The forum thread below discusses functional programming and cyclic dependencies. List the basic functional programming building blocks that it says have gained massive traction.

**TEXT BLOCK**.

____________

I don’t quite understand what you’re trying to convey with your example in regards to FP.

First of all, both data and functions are first class concepts in the functional paradigm and are not glued together as classes. So you’re not modeling your domain as „account service“ and „customer service“, but rather have data representation of these concepts and functions that query/reduce etc on those. In your example that would be a relational model, described as sets of tuples/maps, and relational functions do derive new data. There is no need for circular dependence, because your operations are generic over relational data.

I agree with the notion that the purely functional approach doesn’t dominate, for good reason. But more and more languages are incorporating FP concepts since about a decade or longer, at least the basic building blocks like closures, immutability and function composition have gained massive traction and eliminate the need for many of the complex patterns in traditional, class based OO.


I actually don't follow your example; I don't see why this is cyclic. In your example what exactly would CustomerService be responsible for that prevents it from functioning unless it has a reference to AccountService? AccountService is pretty obvious (add/remove money, link other accounts, close account, etc.) but I'm struggling to see what CustomerService would do on a per-customer basis that it would need a reference to AccountService for. The only thing I can imagine is a get/add/remove accounts operation, but (a) you need nothing but an account ID for that (not the actual AccountService class) and the caller can look up the actual accounts using the IDs if they want, and (b) you can (and I think perhaps should?) model this as a database table managed by the Account class where you're associating customer IDs with account IDs.

Another way to think about this is, how would you do this in C++? You have header files, and they shouldn't be cyclic. Who #includes who? Well in this case it seems to me AccountService.hpp should #include CustomerService.hpp, but not the reverse. Maybe CustomerService.hpp would #include AccountID.hpp? Whatever I imagine I just don't see why you'd need cyclic #includes.

____________

**MATERIAL PROVIDED**.
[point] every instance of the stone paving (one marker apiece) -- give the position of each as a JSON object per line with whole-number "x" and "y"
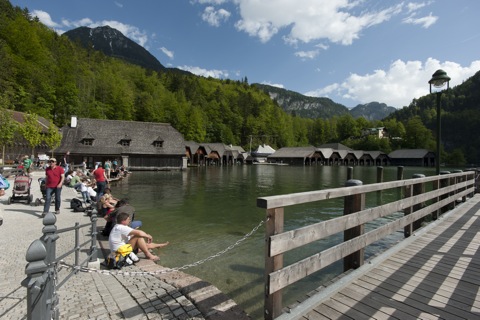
{"x": 157, "y": 293}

____________

**SOLUTION**.
- Closures
- Immutability
- Function composition